Data items:

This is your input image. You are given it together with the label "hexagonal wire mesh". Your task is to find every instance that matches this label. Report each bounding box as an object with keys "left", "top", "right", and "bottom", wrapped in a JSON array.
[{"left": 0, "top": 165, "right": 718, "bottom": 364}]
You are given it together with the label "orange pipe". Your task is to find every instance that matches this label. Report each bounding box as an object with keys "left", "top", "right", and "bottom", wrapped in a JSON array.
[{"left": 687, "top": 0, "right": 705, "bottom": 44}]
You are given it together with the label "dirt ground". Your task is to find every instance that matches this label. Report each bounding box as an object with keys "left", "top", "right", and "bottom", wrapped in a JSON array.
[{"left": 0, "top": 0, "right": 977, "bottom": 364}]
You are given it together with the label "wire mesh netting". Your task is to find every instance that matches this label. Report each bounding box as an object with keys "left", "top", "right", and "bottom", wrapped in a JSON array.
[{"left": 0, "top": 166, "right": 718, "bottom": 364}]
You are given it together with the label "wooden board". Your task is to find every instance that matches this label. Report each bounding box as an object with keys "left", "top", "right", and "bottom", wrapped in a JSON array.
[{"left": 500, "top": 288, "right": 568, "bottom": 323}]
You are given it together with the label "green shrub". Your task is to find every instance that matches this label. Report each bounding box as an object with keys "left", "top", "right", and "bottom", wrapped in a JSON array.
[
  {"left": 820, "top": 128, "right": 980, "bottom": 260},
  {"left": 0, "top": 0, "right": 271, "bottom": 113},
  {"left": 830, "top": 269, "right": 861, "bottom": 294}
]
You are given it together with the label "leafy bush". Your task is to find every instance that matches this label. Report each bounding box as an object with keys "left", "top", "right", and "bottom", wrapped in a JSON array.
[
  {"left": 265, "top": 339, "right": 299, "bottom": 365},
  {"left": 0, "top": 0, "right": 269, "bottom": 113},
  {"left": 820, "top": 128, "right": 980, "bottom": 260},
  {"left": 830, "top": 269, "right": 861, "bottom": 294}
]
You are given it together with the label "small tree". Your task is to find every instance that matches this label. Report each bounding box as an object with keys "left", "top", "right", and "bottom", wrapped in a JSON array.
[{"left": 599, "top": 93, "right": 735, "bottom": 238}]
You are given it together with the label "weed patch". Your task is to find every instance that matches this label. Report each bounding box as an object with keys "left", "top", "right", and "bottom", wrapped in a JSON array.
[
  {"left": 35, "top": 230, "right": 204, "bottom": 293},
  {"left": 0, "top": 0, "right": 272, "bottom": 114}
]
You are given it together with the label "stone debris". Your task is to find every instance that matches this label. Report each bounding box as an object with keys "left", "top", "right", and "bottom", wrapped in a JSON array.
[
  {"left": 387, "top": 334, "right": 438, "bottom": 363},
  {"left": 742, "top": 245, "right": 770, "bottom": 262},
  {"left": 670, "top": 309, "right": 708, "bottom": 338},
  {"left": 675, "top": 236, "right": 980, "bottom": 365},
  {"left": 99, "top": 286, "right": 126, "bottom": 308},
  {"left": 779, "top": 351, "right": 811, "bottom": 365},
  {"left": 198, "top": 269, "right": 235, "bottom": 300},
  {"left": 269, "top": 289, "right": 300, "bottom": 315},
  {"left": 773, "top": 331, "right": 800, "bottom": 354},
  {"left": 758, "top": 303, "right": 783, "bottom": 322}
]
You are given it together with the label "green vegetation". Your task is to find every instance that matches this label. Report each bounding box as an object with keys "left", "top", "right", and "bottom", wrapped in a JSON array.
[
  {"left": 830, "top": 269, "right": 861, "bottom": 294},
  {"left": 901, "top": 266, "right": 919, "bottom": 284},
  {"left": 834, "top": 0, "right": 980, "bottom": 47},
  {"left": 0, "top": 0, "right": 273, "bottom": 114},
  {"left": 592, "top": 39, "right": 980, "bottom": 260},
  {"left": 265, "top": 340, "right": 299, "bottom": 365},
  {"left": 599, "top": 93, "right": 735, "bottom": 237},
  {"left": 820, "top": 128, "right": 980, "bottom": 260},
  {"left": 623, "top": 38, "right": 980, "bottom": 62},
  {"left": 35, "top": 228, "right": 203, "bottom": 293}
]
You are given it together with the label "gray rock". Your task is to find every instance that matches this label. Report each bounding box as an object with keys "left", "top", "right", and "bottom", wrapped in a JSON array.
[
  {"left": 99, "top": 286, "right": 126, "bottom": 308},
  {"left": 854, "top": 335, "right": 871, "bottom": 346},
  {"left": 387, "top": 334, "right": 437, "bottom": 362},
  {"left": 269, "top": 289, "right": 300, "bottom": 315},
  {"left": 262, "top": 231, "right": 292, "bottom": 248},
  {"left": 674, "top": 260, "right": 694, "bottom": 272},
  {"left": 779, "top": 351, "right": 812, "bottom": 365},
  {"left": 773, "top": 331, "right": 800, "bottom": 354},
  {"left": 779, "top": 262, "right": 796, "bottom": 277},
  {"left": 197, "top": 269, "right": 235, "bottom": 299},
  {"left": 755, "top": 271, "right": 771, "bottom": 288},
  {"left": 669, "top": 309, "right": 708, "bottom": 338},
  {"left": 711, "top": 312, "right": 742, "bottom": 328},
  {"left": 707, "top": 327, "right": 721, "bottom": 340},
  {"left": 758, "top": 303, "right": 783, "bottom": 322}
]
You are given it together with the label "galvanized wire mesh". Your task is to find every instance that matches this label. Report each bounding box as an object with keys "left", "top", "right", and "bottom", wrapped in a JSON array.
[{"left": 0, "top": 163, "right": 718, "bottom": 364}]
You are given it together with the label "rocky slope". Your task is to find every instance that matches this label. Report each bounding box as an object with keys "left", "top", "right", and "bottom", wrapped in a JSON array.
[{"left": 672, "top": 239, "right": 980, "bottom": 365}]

Challenge:
Find every line above that contains the word "wire" and copy each one out. Case counts.

Output:
This is your input image. You are given it together with the label "hexagonal wire mesh". Your task is to find every instance that matches this label. Report each bounding box as an object with keys "left", "top", "right", and "bottom", wrapped in a JSON array.
You are given it together with the label "wire mesh netting". Your task is to find every instance that matches this label. Report each bounding box as an object with keys "left", "top", "right", and "bottom", wrapped in a JSON array.
You are given it together with the label "galvanized wire mesh". Your task is to find every instance that matches this label. Report each bounding box as an object with keys "left", "top", "right", and "bottom", wrapped in a JSON array.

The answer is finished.